_Exercise objective_: Copy all of the lines below word for word, in the same order.

_Material supplied_:
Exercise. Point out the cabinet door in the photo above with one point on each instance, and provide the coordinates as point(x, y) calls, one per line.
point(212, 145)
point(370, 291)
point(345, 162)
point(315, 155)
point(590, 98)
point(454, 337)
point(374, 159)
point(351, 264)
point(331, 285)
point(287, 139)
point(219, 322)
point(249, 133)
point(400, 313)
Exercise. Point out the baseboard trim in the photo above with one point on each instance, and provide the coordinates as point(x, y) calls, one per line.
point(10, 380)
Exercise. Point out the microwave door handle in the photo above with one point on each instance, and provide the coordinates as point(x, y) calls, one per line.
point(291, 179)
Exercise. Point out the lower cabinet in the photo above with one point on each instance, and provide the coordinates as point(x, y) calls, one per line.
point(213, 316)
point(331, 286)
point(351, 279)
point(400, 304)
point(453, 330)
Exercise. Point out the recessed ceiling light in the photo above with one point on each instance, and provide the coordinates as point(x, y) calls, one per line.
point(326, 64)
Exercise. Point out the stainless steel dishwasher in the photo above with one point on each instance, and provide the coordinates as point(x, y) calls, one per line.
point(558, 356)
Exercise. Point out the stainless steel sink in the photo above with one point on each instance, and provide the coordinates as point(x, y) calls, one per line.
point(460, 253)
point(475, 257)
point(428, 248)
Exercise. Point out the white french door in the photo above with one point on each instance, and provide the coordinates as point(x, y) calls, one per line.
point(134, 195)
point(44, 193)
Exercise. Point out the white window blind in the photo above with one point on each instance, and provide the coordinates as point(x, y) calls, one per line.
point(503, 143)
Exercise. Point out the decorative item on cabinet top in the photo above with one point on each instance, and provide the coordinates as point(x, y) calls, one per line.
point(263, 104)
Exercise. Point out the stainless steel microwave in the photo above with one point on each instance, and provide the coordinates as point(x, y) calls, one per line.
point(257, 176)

_Response below_:
Exercise. Point out the cabinet door in the photo above with one point on each instance, and provide the coordinates as point(x, y) calls, one per line.
point(212, 145)
point(370, 291)
point(345, 162)
point(315, 155)
point(590, 98)
point(454, 337)
point(374, 159)
point(351, 264)
point(331, 285)
point(287, 139)
point(219, 322)
point(249, 133)
point(400, 313)
Exercise. Point out the baseboard trim in the photo above with one point on each instance, and provide the coordinates as point(x, y) calls, one per line.
point(10, 380)
Exercise. Point out the microwave door handle in the photo above with one point on each instance, and provide the coordinates as point(x, y) calls, one per line.
point(291, 179)
Exercise. Point out the lower cabinet in the photo above with one point on each instance, and provide the coordinates as point(x, y) calls, one per line.
point(213, 316)
point(331, 286)
point(351, 279)
point(400, 304)
point(453, 330)
Exercise. Point out the recessed ceiling light in the photo above with one point on each instance, and provide the coordinates as point(x, y) calls, one per line.
point(326, 64)
Exercise. Point out the stainless steel dishwasher in the photo above with one point on each instance, and provide the coordinates as point(x, y) calls, one per line.
point(558, 356)
Exercise. Point out the stainless steel sink in the photo above with one point on each instance, and provide the coordinates as point(x, y) calls, one per line.
point(460, 253)
point(475, 257)
point(428, 248)
Exercise. Point out the white french door in the photo above with one point on each instance, and provide the coordinates as point(x, y) calls, one per line.
point(134, 195)
point(44, 193)
Exercise. Point out the white window blind in the photo above with one point on each instance, and provide the coordinates as point(x, y) calls, one per line.
point(503, 143)
Exercise. Point out the decorative item on cabinet top in the photo above with one point on each instance, and provide the coordinates as point(x, y) calls, one per line.
point(263, 104)
Exercise. Point out the stainless steel microwave in the photo above with one point on each instance, and provide the coordinates as point(x, y) calls, one per line.
point(257, 176)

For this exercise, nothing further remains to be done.